**WHAT THE EXERCISE ASKS**. Quote precisely the final stretch of the listing: start at the line containing "Each instance receives one keypoint. Annotate the orange" and stop after the last line.

**GIVEN DATA**.
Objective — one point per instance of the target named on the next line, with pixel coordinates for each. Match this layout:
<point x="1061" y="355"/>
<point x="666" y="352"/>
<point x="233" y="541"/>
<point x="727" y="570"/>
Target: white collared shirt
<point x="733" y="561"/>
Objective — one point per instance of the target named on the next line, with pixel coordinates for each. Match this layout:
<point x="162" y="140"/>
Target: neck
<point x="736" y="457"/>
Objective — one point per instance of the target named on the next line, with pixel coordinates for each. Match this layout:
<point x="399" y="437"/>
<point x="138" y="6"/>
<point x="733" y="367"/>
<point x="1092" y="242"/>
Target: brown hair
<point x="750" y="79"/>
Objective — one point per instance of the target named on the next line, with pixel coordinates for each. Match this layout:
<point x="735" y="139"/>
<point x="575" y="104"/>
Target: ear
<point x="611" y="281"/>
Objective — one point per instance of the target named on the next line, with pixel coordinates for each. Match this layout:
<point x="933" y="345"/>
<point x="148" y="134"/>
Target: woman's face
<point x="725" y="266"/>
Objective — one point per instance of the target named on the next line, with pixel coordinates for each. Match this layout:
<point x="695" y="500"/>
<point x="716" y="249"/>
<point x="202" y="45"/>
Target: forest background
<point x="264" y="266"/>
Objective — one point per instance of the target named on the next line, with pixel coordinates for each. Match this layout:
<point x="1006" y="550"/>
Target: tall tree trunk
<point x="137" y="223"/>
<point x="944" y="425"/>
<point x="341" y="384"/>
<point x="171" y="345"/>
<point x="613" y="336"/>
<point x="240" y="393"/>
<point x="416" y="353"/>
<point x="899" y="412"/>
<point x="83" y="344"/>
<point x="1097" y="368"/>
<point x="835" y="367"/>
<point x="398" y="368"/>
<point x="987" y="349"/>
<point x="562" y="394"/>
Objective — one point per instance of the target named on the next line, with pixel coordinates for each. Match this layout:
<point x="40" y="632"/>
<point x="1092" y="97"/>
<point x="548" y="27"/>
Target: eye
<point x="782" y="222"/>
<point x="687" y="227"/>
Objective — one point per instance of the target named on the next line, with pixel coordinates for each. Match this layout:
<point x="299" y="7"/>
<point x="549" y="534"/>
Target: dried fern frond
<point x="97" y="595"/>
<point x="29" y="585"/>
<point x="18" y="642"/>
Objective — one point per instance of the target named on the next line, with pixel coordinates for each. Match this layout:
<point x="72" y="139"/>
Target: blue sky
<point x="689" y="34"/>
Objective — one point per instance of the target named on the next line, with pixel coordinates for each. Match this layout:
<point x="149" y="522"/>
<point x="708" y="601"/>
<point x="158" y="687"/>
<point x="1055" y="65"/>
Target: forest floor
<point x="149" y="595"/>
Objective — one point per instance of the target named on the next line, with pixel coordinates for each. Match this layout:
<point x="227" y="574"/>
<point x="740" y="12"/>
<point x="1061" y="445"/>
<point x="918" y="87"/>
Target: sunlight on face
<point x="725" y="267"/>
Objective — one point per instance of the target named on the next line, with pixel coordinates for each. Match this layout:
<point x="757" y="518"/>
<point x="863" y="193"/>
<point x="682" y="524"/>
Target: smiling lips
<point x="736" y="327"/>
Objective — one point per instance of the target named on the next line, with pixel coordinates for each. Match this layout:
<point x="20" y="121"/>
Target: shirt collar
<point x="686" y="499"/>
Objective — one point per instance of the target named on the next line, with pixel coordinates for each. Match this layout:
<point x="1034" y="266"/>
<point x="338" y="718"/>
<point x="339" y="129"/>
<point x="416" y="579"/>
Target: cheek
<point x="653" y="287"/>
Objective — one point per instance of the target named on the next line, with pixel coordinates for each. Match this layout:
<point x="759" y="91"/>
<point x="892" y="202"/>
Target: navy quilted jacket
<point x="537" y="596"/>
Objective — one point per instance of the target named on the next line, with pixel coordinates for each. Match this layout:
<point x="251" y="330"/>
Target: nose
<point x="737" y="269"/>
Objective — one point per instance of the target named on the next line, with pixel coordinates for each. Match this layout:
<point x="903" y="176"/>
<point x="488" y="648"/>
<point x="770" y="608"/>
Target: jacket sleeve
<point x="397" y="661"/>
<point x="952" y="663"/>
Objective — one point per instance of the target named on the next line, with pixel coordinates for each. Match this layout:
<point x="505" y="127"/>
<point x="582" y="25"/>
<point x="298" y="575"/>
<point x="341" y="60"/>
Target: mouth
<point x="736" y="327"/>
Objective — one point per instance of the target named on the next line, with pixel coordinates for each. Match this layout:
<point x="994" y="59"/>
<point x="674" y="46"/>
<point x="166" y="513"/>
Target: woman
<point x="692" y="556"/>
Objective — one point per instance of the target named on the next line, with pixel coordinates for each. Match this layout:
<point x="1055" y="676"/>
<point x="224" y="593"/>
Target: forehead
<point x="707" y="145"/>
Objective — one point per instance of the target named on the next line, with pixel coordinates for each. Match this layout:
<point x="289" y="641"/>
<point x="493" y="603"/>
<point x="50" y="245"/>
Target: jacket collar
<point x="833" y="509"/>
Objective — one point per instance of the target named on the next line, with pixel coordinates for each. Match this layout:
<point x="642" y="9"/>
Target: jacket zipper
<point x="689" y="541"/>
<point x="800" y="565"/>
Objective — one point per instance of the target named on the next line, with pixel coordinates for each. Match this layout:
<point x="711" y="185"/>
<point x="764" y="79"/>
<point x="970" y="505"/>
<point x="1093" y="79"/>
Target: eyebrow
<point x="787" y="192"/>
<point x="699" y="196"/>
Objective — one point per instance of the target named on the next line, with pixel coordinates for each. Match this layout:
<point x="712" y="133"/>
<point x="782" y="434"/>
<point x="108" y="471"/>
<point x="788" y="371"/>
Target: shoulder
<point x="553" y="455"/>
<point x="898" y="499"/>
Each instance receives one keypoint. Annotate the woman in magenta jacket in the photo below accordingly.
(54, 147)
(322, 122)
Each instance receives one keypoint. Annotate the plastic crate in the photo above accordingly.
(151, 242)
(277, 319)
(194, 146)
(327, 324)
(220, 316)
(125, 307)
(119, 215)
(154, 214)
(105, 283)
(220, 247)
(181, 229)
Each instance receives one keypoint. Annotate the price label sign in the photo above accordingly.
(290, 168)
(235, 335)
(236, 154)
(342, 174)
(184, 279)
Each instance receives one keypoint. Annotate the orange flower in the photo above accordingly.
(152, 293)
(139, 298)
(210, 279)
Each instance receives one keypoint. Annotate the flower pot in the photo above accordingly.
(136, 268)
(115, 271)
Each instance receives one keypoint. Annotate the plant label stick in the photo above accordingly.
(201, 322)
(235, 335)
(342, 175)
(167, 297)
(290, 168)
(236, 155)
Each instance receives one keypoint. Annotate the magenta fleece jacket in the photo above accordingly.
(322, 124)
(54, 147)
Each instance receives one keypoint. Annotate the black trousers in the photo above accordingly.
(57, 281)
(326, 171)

**SOLVED PROBLEM**.
Each instance receives one keypoint. Annotate the orange flower in the photo above accordingly.
(152, 293)
(139, 298)
(210, 279)
Each instance receives one keypoint. Annotate the flower pot in the photo above accordingly.
(136, 268)
(115, 271)
Each instance receives one keypoint. Annotate the plant label stick in the photo above accordingly.
(201, 322)
(235, 335)
(342, 175)
(167, 297)
(290, 168)
(236, 155)
Each instance receives one keypoint. Annotate the magenta fleece jacket in the photo above accordingly.
(322, 124)
(54, 147)
Each instance receives one keypoint. Annotate the black trousers in the photo above accordingly.
(57, 281)
(326, 171)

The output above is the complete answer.